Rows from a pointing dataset
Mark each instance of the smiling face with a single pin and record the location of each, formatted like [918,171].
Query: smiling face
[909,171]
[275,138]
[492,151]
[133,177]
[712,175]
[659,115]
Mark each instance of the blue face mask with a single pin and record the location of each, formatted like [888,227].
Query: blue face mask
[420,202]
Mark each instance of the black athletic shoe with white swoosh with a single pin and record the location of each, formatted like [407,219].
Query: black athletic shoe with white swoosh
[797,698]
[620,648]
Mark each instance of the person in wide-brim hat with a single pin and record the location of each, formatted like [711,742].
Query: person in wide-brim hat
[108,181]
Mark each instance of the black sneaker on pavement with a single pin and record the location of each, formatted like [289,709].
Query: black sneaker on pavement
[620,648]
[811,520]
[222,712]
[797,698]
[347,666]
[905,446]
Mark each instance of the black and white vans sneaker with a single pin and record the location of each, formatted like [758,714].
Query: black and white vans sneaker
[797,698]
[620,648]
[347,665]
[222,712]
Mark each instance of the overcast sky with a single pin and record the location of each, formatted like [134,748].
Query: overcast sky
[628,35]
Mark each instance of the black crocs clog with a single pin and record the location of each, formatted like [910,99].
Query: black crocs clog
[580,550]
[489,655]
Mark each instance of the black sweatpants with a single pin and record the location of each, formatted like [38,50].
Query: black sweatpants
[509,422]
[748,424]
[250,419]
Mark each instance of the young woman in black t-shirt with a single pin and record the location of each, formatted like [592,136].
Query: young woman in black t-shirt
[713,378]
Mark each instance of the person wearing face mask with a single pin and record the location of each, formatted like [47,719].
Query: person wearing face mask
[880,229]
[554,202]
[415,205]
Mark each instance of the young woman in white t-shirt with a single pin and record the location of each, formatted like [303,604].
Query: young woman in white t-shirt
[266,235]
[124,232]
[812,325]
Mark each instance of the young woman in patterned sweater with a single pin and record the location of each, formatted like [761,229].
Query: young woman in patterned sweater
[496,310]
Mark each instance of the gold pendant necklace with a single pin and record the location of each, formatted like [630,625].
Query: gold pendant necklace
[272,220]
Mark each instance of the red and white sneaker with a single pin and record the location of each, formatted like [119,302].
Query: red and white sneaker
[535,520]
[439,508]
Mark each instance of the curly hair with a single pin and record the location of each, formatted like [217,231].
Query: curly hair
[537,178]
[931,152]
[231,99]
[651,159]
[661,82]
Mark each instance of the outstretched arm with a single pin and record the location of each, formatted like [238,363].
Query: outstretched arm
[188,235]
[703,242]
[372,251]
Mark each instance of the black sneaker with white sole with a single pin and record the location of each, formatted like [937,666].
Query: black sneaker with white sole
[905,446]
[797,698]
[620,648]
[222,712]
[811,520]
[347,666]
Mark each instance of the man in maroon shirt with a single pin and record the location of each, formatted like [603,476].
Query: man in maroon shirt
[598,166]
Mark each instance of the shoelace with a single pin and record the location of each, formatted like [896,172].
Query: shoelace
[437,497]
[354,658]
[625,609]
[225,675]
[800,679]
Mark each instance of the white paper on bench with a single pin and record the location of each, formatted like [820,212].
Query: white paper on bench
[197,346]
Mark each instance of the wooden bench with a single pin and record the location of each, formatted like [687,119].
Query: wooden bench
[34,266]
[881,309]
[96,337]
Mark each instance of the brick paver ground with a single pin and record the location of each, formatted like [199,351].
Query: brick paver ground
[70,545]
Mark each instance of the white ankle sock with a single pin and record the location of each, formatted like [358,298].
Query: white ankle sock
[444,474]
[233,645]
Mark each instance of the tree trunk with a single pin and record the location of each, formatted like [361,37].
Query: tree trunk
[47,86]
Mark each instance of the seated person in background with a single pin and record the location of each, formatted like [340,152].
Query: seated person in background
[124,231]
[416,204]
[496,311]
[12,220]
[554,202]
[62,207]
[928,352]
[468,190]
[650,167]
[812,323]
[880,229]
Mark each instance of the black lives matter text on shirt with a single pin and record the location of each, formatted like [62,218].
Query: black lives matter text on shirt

--- Work required ---
Reproduce the material word for word, beginning with the line that contains "Mark each instance of the white ankle" and going on through the last line of the material.

--- Answer ---
Mark each instance of the white ankle sock with a single pin and record the location of each, formatted like [358,298].
Query: white ankle sock
[444,474]
[233,645]
Mark each instance of the tree trunk with a single pin and record the location of each, formatted like [361,37].
Query: tree trunk
[47,86]
Mark each instance of the seated person in background with a single pin and record the location of each, formatted like [340,152].
Query: seated person in background
[124,231]
[416,204]
[496,311]
[12,220]
[554,202]
[62,207]
[928,352]
[468,190]
[650,167]
[812,323]
[880,229]
Mark each instance of the black lives matter text on shirt with a single pin and record the location of each, formatted like [62,218].
Query: black lives matter text on shirt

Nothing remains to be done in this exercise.